Las fronteras del tiempo

En la Europa occidental, los cambios horarios al pasar de un país a otro reclaman pocas veces nuestra atención. De hecho, en esta parte del continente sólo cuatro estados se diferencian de los demás por lo que se refiere a la hora: Portugal, el Reino Unido, Irlanda e Islandia.

Los 24 husos horarios en que se dividió el planisferio se establecieron en el año 1928 a partir del meridiano de Greenwich para determinar el UTC/GMT (Universal Time Coordinated / Greenwich Mean Time), denominado también “tiempo civil” y conocido en el mundo de la aviación como “hora Zulú”. Más tarde se establecería el CET (Central European Time, que es el vigente en España), equivalente a UTC+1 (UTC+2 en verano). El transeúnte, que cuando se ha movido por tierras europeas ha tenido que modificar a menudo la hora de su reloj, se ha sentido siempre atraído por los husos horarios, que son, de hecho, las fronteras del tiempo. Y esta curiosidad se le ha vuelto a despertar ahora, cuando el dirigente ruso Dmitri Medvédev ha hecho una propuesta revolucionaria: reducir a cuatro las once franjas horarias en que se divide actualmente el territorio de la Federación Rusa, “por razones de eficiencia y para ahorrar en tecnología”, según sus palabras.

(Fuente: © BBC.)

Consigna breve A: Escribe literalmente el tramo del fragmento sobre los husos horarios que va desde "En la Europa" hasta "Irlanda e Islandia.", ambos incluidos.

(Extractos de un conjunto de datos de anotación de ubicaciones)

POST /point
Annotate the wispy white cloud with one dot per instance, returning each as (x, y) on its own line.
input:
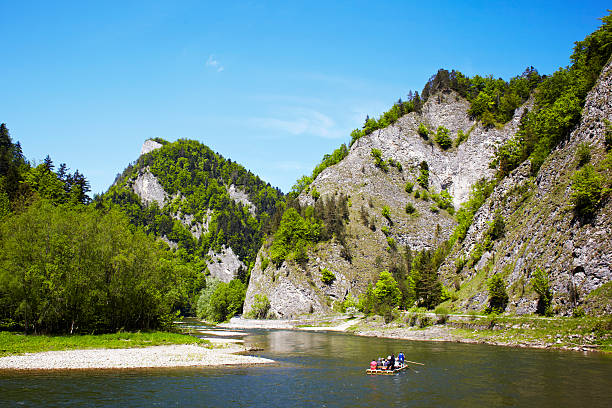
(298, 121)
(289, 165)
(212, 62)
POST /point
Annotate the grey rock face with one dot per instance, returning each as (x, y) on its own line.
(148, 188)
(294, 289)
(148, 146)
(224, 265)
(241, 197)
(541, 229)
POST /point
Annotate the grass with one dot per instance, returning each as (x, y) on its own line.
(14, 343)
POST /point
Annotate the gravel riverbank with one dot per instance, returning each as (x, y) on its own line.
(183, 355)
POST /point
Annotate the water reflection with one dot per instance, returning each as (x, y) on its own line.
(327, 369)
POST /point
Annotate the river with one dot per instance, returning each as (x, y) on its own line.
(328, 370)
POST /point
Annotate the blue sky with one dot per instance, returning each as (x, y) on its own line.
(272, 85)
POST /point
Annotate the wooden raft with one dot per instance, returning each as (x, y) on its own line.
(386, 372)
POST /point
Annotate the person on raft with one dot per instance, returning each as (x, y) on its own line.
(373, 364)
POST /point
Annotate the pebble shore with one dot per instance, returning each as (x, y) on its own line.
(183, 355)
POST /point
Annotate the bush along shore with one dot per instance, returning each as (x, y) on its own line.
(562, 333)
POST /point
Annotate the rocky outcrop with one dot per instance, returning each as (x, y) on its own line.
(224, 265)
(241, 197)
(148, 188)
(297, 288)
(149, 145)
(541, 229)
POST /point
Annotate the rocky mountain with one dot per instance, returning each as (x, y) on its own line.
(210, 210)
(541, 228)
(392, 213)
(294, 288)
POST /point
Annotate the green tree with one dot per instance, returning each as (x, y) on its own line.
(586, 190)
(386, 290)
(498, 297)
(443, 138)
(541, 285)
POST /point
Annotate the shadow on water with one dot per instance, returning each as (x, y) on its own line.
(328, 369)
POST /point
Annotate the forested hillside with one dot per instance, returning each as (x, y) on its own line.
(70, 266)
(208, 203)
(454, 146)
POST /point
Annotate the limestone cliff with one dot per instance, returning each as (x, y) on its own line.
(294, 289)
(541, 229)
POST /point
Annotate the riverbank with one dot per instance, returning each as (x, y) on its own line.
(562, 333)
(120, 351)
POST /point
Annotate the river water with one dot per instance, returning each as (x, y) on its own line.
(328, 370)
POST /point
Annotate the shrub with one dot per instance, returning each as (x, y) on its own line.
(498, 298)
(583, 154)
(378, 161)
(608, 136)
(541, 285)
(327, 277)
(386, 212)
(586, 190)
(424, 322)
(442, 314)
(261, 307)
(423, 179)
(423, 131)
(578, 312)
(461, 137)
(442, 138)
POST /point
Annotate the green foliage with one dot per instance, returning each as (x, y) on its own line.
(461, 137)
(82, 270)
(442, 314)
(558, 103)
(315, 193)
(386, 290)
(445, 201)
(399, 109)
(443, 138)
(423, 131)
(583, 154)
(480, 191)
(497, 227)
(423, 179)
(498, 297)
(386, 212)
(260, 308)
(410, 209)
(378, 161)
(327, 276)
(198, 179)
(292, 236)
(219, 300)
(541, 285)
(608, 134)
(586, 190)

Consigna breve B: Extrae cada línea de las filas que contenga la palabra "green", distinguiendo entre mayúsculas y minúsculas.

Respuesta completa A:
En la Europa occidental, los cambios horarios al pasar de un país a otro reclaman pocas veces nuestra atención. De hecho, en esta parte del continente sólo cuatro estados se diferencian de los demás por lo que se refiere a la hora: Portugal, el Reino Unido, Irlanda e Islandia.

Respuesta completa B:
Annotate the green tree with one dot per instance, returning each as (x, y) on its own line.
Annotate the green foliage with one dot per instance, returning each as (x, y) on its own line.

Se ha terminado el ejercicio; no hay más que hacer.